Please count how many lines below contain the word "this" and give nothing but that figure.

== Segment start ==

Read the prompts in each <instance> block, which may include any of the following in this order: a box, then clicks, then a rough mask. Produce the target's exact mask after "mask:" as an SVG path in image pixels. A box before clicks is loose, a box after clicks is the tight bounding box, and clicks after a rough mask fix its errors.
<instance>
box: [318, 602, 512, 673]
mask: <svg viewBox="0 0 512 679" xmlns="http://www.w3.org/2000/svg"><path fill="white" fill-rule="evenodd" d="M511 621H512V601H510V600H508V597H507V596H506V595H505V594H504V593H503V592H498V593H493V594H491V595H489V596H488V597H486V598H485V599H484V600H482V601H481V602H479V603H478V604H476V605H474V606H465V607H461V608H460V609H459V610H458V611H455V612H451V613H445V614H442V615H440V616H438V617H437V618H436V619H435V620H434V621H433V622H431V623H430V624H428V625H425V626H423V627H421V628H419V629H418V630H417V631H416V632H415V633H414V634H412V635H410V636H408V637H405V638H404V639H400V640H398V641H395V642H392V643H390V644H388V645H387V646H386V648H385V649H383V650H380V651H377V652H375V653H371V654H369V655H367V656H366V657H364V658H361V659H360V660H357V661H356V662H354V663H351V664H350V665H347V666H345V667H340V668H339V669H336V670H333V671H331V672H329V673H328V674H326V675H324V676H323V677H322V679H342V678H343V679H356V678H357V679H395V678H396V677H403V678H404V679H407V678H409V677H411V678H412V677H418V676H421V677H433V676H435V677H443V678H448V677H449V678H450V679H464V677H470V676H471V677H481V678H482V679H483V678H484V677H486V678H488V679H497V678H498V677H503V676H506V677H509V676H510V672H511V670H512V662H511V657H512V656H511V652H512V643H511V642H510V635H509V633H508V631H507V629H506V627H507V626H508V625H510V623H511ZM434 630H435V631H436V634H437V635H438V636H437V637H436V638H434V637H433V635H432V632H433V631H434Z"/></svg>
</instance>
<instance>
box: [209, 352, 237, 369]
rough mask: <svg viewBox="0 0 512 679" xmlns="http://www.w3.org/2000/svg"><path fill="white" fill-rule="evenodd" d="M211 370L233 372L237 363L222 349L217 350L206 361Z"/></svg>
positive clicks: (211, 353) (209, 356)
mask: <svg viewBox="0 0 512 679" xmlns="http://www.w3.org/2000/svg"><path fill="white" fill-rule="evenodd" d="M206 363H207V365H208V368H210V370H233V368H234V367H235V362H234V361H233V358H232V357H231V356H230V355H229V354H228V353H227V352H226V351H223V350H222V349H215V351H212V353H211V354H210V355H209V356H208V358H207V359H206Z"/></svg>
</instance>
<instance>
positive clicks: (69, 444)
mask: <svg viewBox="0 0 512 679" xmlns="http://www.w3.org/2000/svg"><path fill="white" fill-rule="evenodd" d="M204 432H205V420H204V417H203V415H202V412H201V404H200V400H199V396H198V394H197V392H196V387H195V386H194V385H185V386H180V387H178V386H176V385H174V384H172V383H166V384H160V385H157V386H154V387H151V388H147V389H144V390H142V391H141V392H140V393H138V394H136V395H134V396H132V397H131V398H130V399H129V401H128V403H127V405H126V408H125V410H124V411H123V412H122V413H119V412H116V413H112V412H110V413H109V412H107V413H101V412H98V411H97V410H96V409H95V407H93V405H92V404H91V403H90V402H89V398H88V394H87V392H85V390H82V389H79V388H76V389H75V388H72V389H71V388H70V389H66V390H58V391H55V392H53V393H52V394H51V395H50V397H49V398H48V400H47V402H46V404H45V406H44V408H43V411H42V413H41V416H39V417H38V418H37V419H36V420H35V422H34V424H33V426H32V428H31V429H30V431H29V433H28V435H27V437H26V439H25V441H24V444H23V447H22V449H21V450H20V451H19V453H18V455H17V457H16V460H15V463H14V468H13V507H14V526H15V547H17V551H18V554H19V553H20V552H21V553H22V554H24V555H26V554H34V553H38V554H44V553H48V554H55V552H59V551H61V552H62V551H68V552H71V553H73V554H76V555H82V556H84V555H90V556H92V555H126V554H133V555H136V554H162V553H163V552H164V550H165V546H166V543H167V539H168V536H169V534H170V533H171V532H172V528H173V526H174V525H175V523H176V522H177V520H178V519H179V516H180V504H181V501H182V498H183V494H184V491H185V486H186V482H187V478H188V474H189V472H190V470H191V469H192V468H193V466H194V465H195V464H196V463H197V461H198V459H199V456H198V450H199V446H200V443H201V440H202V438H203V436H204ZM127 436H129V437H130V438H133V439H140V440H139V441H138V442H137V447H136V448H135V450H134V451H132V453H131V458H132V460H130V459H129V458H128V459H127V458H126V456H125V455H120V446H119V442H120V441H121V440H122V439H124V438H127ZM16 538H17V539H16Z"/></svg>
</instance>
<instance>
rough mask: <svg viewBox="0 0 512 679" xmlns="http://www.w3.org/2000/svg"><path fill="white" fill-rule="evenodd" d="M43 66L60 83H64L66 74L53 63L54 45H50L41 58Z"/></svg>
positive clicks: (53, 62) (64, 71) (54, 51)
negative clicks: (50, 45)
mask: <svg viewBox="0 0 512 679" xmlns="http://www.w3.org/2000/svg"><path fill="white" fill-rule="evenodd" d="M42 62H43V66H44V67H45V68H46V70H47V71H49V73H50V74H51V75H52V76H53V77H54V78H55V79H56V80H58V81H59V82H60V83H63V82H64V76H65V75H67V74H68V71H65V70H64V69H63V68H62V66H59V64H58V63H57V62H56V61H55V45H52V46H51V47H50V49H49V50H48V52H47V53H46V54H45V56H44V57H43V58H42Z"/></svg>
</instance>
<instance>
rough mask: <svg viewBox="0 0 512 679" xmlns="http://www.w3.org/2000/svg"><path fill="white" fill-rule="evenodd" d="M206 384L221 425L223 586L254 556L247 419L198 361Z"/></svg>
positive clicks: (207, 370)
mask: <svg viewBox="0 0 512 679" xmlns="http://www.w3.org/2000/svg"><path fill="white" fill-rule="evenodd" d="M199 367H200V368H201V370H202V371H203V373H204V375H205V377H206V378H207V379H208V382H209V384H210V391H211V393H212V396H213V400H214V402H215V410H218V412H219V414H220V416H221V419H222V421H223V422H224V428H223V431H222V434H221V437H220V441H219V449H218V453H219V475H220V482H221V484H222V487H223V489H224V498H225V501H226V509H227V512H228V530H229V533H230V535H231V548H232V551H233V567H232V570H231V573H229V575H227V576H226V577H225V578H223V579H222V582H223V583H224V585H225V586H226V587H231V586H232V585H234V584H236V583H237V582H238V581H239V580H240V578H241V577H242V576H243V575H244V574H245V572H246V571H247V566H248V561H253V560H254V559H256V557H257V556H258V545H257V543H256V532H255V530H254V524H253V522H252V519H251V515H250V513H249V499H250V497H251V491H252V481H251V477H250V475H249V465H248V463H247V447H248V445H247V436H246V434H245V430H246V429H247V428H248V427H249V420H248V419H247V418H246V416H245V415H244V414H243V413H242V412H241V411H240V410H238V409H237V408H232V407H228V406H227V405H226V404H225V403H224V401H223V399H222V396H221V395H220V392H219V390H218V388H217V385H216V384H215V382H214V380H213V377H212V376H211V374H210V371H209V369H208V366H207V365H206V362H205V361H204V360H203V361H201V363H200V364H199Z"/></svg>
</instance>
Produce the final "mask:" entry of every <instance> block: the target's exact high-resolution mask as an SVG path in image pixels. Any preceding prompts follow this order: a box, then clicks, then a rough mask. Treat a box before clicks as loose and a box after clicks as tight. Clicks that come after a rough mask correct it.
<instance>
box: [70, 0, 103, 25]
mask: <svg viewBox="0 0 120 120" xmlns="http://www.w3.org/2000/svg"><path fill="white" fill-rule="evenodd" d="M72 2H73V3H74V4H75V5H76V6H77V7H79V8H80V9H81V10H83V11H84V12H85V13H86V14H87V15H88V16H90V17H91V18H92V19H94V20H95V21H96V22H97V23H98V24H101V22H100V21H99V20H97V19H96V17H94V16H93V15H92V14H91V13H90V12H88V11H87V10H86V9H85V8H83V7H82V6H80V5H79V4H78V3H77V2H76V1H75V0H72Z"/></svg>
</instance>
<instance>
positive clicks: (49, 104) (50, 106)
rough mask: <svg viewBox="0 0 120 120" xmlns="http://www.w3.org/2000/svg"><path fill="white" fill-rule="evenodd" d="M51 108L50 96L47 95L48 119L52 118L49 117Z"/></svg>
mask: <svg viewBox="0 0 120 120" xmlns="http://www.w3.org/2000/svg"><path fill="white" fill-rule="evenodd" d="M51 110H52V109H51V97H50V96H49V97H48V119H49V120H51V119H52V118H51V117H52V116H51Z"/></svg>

== Segment end ==

» Completed exercise
2